Directions for this task: Pull out every line of the data below that contains the word "sunglasses", and copy each of those lines unchanged. Matching is case-sensitive.

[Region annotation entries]
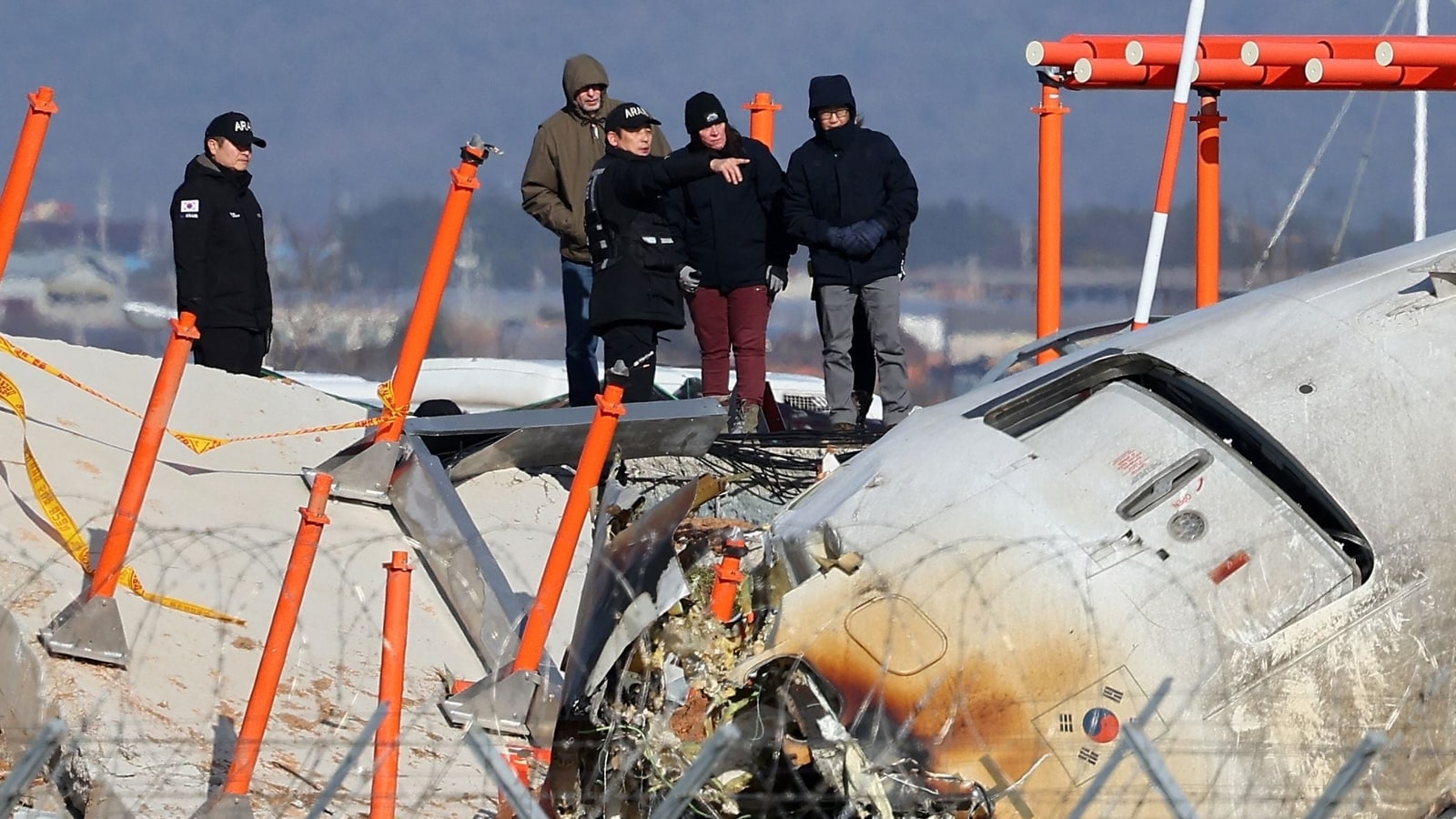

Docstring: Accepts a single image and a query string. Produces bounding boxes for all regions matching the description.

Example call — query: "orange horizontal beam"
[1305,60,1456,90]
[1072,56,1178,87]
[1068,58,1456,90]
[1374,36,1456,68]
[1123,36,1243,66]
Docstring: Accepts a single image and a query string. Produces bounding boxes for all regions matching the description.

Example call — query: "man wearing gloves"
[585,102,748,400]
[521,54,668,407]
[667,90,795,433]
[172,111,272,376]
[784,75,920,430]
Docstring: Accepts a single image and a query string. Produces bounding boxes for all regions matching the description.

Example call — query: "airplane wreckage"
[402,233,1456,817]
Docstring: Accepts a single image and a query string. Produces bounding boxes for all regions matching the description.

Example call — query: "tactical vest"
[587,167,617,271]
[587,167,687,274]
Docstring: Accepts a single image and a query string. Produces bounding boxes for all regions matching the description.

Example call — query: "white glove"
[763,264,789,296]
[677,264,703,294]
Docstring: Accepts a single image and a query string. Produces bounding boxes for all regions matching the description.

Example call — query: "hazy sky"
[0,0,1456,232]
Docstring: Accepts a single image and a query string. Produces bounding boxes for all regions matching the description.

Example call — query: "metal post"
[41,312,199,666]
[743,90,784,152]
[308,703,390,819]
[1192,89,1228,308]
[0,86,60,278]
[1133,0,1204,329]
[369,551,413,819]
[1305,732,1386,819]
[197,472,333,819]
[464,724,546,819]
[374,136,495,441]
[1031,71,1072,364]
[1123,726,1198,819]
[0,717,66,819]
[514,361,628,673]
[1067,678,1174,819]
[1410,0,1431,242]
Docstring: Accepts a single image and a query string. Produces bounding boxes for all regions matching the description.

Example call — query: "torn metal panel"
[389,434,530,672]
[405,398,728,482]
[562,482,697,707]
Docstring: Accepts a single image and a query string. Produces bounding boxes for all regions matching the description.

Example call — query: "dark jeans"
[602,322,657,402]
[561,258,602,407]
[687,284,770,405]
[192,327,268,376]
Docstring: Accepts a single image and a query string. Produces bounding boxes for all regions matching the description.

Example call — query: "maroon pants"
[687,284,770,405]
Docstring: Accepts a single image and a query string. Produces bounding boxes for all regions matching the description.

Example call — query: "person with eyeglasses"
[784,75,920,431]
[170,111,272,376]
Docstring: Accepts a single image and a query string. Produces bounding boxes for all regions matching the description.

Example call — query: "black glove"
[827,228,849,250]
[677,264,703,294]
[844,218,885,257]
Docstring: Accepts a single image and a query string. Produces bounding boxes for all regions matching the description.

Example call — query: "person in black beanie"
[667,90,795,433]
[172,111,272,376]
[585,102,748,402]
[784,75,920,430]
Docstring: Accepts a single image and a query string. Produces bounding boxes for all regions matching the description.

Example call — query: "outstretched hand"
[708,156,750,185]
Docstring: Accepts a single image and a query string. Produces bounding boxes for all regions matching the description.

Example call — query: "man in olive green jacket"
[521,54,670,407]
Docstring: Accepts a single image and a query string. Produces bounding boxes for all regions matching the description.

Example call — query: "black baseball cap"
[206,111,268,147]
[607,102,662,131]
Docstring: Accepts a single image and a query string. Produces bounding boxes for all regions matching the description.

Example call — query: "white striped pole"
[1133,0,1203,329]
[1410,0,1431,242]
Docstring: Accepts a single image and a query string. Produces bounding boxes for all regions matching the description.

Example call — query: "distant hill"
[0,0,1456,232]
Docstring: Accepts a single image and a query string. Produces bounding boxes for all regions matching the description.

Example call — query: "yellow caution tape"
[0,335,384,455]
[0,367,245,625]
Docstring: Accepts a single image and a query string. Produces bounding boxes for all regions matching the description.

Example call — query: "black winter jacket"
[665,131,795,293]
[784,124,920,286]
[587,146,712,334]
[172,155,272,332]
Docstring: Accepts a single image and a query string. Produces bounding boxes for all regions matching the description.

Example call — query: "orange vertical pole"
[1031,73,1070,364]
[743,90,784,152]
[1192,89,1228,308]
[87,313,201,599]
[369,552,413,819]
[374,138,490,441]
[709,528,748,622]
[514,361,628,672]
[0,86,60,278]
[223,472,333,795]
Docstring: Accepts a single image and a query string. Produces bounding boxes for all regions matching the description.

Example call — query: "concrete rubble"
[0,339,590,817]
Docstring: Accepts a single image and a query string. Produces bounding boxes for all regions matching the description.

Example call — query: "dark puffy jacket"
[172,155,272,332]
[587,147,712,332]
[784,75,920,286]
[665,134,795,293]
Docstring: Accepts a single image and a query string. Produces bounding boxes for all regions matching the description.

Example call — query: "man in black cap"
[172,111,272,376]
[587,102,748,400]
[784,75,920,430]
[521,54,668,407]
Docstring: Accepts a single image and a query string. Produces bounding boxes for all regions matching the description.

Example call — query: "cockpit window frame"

...

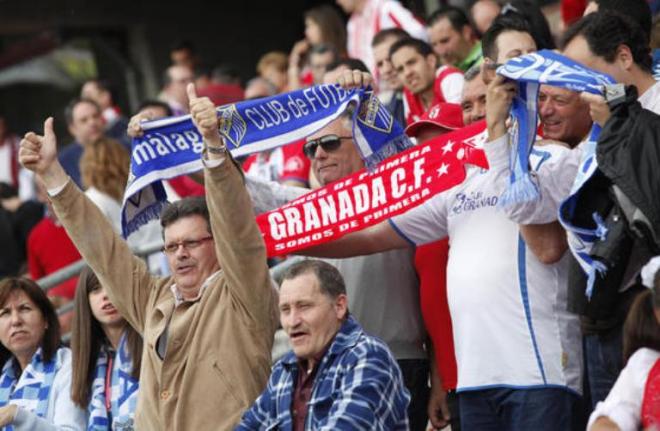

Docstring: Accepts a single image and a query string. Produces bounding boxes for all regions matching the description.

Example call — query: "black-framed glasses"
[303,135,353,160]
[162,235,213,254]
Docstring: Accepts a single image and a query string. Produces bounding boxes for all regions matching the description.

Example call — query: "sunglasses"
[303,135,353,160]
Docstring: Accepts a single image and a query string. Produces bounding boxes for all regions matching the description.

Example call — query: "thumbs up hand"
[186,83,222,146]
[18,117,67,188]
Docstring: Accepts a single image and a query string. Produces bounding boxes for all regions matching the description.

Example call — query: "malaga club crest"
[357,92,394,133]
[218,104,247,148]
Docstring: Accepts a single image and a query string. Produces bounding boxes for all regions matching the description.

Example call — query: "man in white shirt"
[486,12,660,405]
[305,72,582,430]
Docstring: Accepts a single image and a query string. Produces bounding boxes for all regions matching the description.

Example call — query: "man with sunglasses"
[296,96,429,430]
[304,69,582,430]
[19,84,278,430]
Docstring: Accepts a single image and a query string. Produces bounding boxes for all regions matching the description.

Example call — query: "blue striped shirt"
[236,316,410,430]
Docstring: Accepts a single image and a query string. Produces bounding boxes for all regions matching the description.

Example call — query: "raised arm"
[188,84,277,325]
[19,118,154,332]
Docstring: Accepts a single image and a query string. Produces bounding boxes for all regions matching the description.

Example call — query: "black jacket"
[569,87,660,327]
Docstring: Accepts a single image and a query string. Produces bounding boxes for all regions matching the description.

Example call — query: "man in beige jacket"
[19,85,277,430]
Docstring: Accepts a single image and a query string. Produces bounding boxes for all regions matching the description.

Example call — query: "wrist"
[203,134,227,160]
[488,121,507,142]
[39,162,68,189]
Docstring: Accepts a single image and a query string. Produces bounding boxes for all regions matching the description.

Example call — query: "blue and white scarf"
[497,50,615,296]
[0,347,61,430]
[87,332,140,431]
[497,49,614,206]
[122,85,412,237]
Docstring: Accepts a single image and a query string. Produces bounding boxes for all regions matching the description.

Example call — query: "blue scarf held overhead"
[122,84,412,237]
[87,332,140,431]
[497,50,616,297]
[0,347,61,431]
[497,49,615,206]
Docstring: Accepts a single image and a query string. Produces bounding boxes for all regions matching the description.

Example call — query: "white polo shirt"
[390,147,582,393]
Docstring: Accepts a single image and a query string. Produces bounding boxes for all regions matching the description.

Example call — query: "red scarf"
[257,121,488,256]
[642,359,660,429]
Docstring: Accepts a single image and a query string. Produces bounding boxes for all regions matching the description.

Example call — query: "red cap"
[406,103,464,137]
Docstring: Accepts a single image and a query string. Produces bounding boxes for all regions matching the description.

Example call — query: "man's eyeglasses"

* * *

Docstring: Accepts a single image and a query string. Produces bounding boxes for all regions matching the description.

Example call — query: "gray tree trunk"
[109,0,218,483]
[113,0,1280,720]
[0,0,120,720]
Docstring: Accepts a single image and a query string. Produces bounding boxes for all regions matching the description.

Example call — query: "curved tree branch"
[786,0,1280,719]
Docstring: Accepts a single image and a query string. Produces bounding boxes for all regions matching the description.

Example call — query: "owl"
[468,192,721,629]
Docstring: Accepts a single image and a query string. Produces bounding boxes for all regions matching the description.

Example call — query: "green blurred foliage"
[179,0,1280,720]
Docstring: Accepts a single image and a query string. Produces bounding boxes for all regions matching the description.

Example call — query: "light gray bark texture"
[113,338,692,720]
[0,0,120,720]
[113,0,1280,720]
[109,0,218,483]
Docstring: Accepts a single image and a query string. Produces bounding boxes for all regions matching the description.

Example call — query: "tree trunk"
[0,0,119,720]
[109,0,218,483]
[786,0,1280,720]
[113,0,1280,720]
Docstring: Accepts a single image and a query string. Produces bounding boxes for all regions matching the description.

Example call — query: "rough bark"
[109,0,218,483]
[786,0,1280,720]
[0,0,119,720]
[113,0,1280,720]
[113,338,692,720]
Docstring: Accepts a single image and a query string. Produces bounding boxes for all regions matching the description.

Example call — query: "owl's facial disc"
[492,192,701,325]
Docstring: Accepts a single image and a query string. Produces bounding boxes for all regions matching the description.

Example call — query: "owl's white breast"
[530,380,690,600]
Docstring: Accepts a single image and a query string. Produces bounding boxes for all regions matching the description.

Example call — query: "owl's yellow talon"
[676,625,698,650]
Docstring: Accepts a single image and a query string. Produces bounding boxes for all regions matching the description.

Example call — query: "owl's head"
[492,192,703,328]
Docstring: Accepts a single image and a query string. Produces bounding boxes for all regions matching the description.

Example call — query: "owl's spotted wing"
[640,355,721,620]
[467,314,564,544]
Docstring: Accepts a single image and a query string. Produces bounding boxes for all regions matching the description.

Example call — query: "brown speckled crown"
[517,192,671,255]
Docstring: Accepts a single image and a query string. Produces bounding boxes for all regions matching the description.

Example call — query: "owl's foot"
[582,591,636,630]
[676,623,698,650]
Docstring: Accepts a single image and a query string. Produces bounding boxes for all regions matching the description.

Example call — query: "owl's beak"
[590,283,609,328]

Task output:
Example call — query: "sunglasses"
Example call — query: "man with sunglasses"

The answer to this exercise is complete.